----- Source material

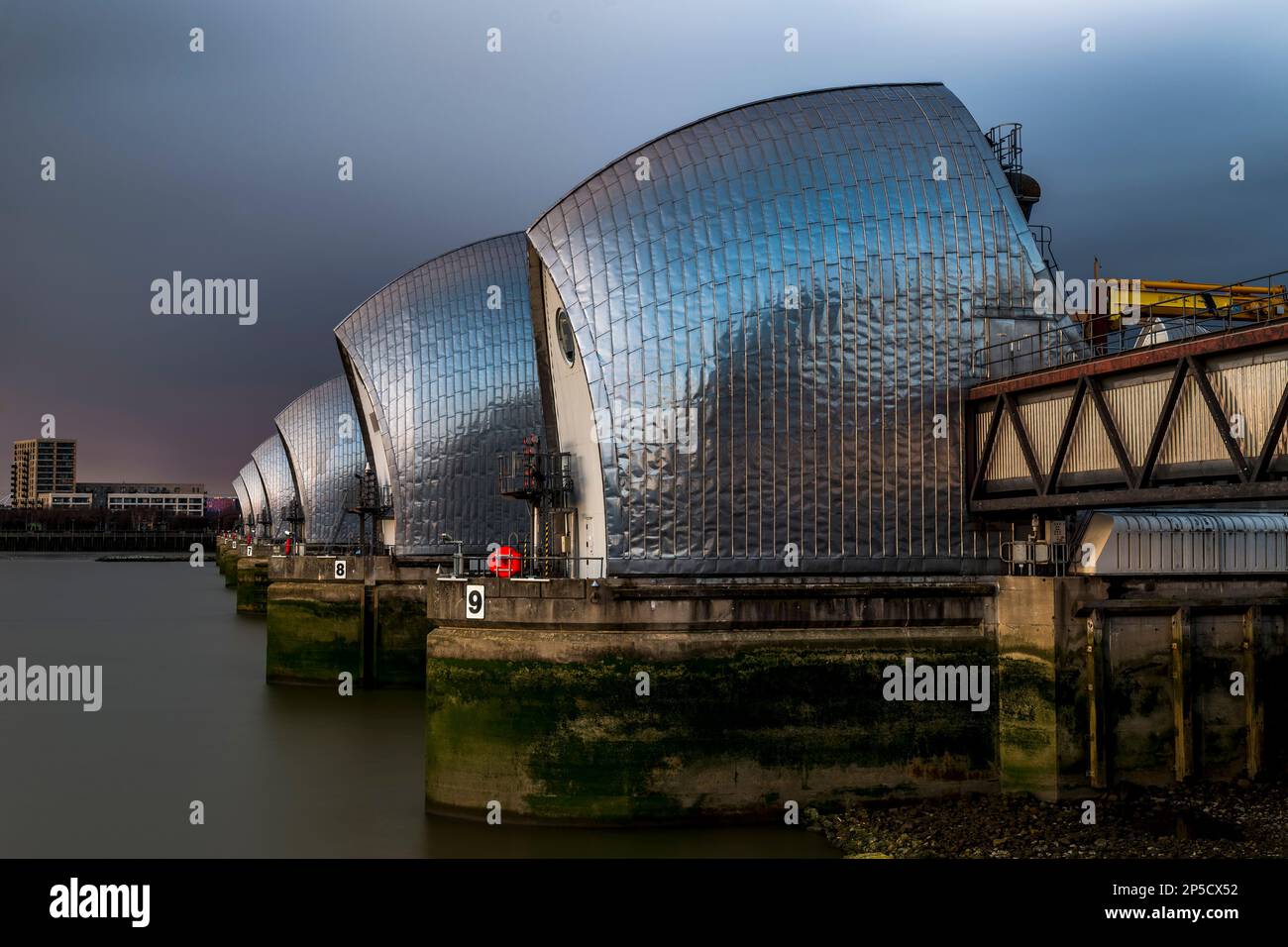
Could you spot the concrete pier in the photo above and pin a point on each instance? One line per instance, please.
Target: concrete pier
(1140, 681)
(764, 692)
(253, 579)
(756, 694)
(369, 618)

----------
----- Source material

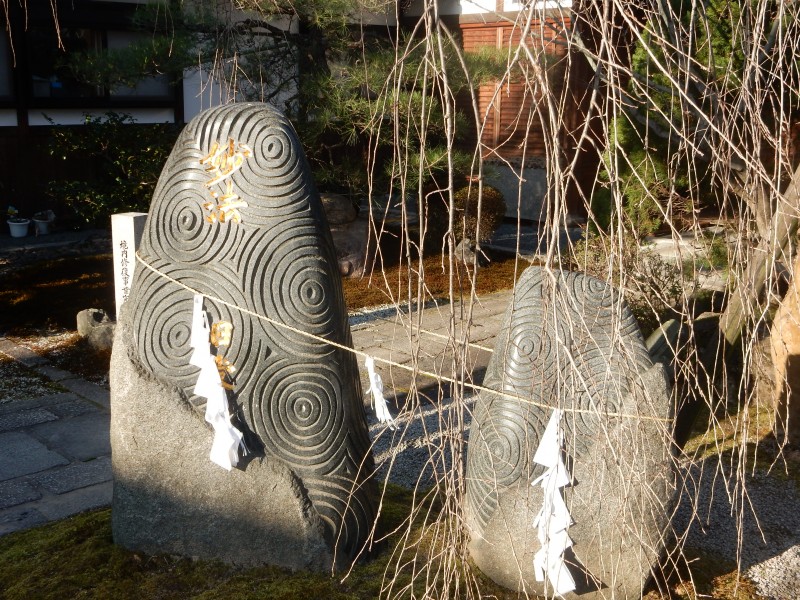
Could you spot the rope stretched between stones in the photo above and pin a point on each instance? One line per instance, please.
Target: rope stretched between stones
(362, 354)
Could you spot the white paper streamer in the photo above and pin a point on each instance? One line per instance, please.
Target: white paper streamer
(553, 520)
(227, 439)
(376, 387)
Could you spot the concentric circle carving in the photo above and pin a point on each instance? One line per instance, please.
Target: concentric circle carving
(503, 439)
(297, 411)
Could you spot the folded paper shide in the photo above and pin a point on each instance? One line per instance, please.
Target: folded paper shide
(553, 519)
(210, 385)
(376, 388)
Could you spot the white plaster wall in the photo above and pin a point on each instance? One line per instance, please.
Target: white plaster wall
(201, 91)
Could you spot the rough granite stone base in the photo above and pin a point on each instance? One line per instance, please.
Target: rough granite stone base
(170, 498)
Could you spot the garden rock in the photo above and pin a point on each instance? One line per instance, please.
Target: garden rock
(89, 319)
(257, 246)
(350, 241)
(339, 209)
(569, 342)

----------

Aim of the task
Among the lines of the material above, find those with the word "photo". Copy each one.

Finished task
Could you spot the concrete pier in the photo above and pin a point on each instance? One line per instance, please.
Could you spot the rope stretched between stones in the photo above and pin a point on each instance? One line per instance, please.
Could you spot the white paper streamer in the photo above and pin a point on each instance? One line per instance, please.
Could you spot the concentric circle carving in the photo above and pin a point on each instance? One line per instance, please.
Could you spot the folded paper shide in the photo above and pin a point on each instance? One line per instance, please.
Could you spot the white plaster wall in the photo above and pin a point on each instance? One line per instance, please.
Could you spot the rough granite stone base in the photo above and pin a point on each instance? One line per instance, please.
Could you spot the garden rock in the photo above and pin a point on each instance? One line per instance, please.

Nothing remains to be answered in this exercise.